Afgezien van buiten-parlementaire acties ten behoeve van Vellekoop (hij kreeg later gratie) gingen er toen ook binnen het parlement stemmen op om de wet te wijzigen. Vanzelfsprekend was ook het Hoog Militair Gerechtshof daarvan op de hoogte en - temeer daar ook op het departement in die richting werd gedacht - rees weer de vraag: in hoeverre kan de rechter bij zijn beslissingen preluderen op te verwachten wetswijzigingen? De vertegenwoordiger van het openbaar ministerie in deze zaak, de advocaat-fiscaal mr. Boekraad, zei in zijn requisitoir het niet eens te zijn met degenen die beweren dat rechters wat sneller moeten
| |
| |
reageren op ontwikkelingen in de maatschappij. ‘Mensen, die dat beweren,’ betoogde hij, ‘blaffen tegen de boom waar de kat niet in zit; in deze tijd van maatschappijverandering moet de rechter de kat uit de boom kijken.’ Een beeldspraak waaraan je zou kunnen toevoegen dat de rechter, gedurende het uit de boom kijken, wel wat meer kan laten merken te voorvoelen in welke richting de kat van de wetgever straks zal gaan springen.

━━━━━━━━━━━━━━━━

▶ [OPDRACHTEN]
1) Welke instellingen noemt het fragment over de zaak-Vellekoop vóór het citaat van mr. Boekraad? Noem ze allemaal.
2) Schrijf een vervolg op het fragment over de zaak-Vellekoop dat na de laatste zin begint.
De items hieronder hebben niets te maken met het fragment over de zaak-Vellekoop.

(Opgeslagen items uit een verzameling)
━━━━━━━━━━━━━━━━

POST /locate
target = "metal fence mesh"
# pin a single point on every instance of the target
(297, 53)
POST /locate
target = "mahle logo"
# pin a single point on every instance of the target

━━━━━━━━━━━━━━━━

▶ [ANTWOORDEN PER OPDRACHT]
1) het parlement, het Hoog Militair Gerechtshof, het departement, het openbaar ministerie

2)
Natuurlijk was bij de toenmalige stand van zaken niet te ontkomen aan een veroordeling. De kreet ‘Vrijspraak voor Vellekoop’ op de spandoeken buiten het gebouw van het HMG getuigde dan ook meer van een emotioneel verlangen dan van een weloverwogen spelen op een haalbare kaart. Iets heel anders is of het Hoog Militair Gerechtshof er - gelet op de plannen tot wetswijziging - verstandig aan deed een zodanig zware straf te geven. Als men weet dat dit college de laatste jaren aan VVDM-activisten binnen de krijgsmacht voor hun strafbare activiteiten hooguit enkele weken had opgelegd, was een veroordeling tot 21 maanden, in een zaak waarvan ook minister Van Agt het principiële karakter niet had betwist, ronduit absurd.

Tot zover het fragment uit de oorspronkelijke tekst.